Repeat every one of the rows below word for word, in the same order and with the same line breaks.
-- begin Listed records --
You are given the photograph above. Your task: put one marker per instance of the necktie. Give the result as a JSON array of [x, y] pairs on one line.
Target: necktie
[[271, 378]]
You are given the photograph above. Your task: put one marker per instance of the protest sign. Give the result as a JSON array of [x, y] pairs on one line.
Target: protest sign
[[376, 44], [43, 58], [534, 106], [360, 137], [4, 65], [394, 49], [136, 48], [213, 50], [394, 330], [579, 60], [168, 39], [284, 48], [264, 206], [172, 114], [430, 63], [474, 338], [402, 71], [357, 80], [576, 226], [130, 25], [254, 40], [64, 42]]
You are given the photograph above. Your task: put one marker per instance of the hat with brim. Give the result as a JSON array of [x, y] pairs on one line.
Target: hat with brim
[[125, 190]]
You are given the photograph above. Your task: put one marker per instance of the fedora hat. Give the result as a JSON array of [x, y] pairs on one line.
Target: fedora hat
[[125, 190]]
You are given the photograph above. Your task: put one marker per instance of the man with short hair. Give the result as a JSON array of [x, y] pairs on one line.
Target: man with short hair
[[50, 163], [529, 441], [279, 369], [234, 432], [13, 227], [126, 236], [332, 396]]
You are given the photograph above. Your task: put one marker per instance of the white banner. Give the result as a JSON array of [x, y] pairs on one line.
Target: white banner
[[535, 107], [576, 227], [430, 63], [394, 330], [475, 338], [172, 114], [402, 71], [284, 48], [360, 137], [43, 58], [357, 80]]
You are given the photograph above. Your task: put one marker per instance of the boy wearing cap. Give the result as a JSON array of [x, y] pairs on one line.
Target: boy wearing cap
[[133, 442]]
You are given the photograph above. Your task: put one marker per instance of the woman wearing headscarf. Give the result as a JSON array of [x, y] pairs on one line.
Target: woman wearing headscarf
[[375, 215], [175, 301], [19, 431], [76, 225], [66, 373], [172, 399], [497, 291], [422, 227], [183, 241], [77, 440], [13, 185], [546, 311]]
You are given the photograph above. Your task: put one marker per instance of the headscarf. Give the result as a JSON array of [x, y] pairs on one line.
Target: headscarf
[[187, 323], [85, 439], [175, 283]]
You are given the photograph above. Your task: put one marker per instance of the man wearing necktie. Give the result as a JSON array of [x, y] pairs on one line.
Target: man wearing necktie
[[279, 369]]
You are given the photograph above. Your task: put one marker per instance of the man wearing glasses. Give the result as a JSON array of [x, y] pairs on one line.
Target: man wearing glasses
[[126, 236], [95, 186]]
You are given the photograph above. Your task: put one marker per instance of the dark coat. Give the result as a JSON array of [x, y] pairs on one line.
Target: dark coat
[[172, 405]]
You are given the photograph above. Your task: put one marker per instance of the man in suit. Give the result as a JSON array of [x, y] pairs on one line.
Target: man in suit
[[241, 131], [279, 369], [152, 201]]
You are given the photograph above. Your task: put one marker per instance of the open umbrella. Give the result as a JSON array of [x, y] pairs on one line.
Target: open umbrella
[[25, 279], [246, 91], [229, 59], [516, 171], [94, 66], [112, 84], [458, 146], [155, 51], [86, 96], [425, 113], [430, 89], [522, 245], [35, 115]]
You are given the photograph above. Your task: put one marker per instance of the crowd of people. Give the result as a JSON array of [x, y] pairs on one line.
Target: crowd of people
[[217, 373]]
-- end Listed records --
● Result
You are given the photograph above. Your task: put one marker per instance of the necktie. Give the result as a JSON array of [x, y] pairs on one line.
Target: necktie
[[271, 378]]
You are given the photograph above. Your task: put one marker per instance of the protest sign. Give the result as a JSON array of [x, y] pairs on one line.
Target: protest sign
[[376, 44], [43, 58], [534, 106], [360, 137], [4, 65], [394, 49], [136, 48], [213, 50], [394, 330], [579, 60], [168, 39], [284, 48], [264, 206], [172, 114], [430, 63], [474, 338], [402, 71], [357, 80], [576, 226], [130, 25], [254, 40], [64, 42]]
You are given the photograph above. Your task: put one marker per instance of the hat with brim. Give the result as a JSON array of [x, y] pairs on one line.
Target: hat with brim
[[125, 190]]
You are given the photograph above. Your task: put one marker per instance of the fedora hat. Give the result as a JSON array of [x, y] pairs on one line.
Target: fedora hat
[[125, 190]]
You are given the photograph above. Your task: put one marker per instance of the man with short hair. Give the result as a JSON array of [x, y] pairs on one line.
Target: man with short hair
[[50, 163], [529, 441], [279, 369], [234, 432], [13, 227], [126, 236], [332, 396]]
You are given the photograph above. Your task: put one marker per instance of the white banner. Give the result as a JSON array of [x, y] pairs on one line.
Target: white banner
[[535, 107], [576, 227], [430, 63], [394, 330], [475, 338], [172, 114], [402, 71], [284, 48], [360, 137], [43, 58], [357, 80]]
You are given the photograph above. Your task: put one marker per instance of the boy wearing cap. Give the result as a JSON array of [x, y] pairs on one line.
Target: boy wearing cap
[[133, 442]]
You are given the photograph above. Your task: put one marker per instance of the woman wearing headscarf. Give the result as a JSON array of [x, y] pairs on one line.
Target: woman wearing headscarf
[[375, 215], [175, 301], [19, 431], [76, 225], [66, 373], [172, 399], [497, 291], [422, 227], [183, 241], [77, 440], [13, 185], [546, 311]]
You are given the photograph above. Your task: put one marker per instance of the headscarf. Give the result as a JSON array of [x, y] pairs on one line.
Target: headscarf
[[187, 323], [85, 439], [175, 283]]
You are given the photograph above. Your task: put one marker per instance of the man wearing necktie. Give the result as a JSON array of [x, y] pairs on one line.
Target: man wearing necktie
[[279, 369]]
You are given the photograph above. Your task: put one marker per instance of the man wearing glasses. Give the result as a JSON array of [x, y] pairs on one line.
Target: man wearing glasses
[[126, 236], [95, 186]]
You are given the photograph above. Your task: put one marker per instance of the dark coat. Give the result as a JSON array of [x, y] pairs on one line.
Target: dark coat
[[172, 405]]
You are given the photograph above. Your task: put one marker per instance of the man in suit. Give the result as a JSON array of [x, y] pairs on one line.
Target: man in suit
[[241, 131], [279, 369], [152, 201]]
You are given the photograph above. Your task: put one marker per instance of the open umbrella. Give the result as a JSON array of [x, y] pairs on one line.
Target: open umbrella
[[25, 279], [246, 91], [229, 59], [516, 171], [94, 66], [112, 84], [458, 146], [155, 51], [86, 96], [425, 113], [430, 89], [522, 245], [35, 115]]
You are given the photograph above. Your task: put one marker per instance of the crowd of people. Give the result as a JSON array of [x, y] pairs on one line.
Target: crowd of people
[[217, 373]]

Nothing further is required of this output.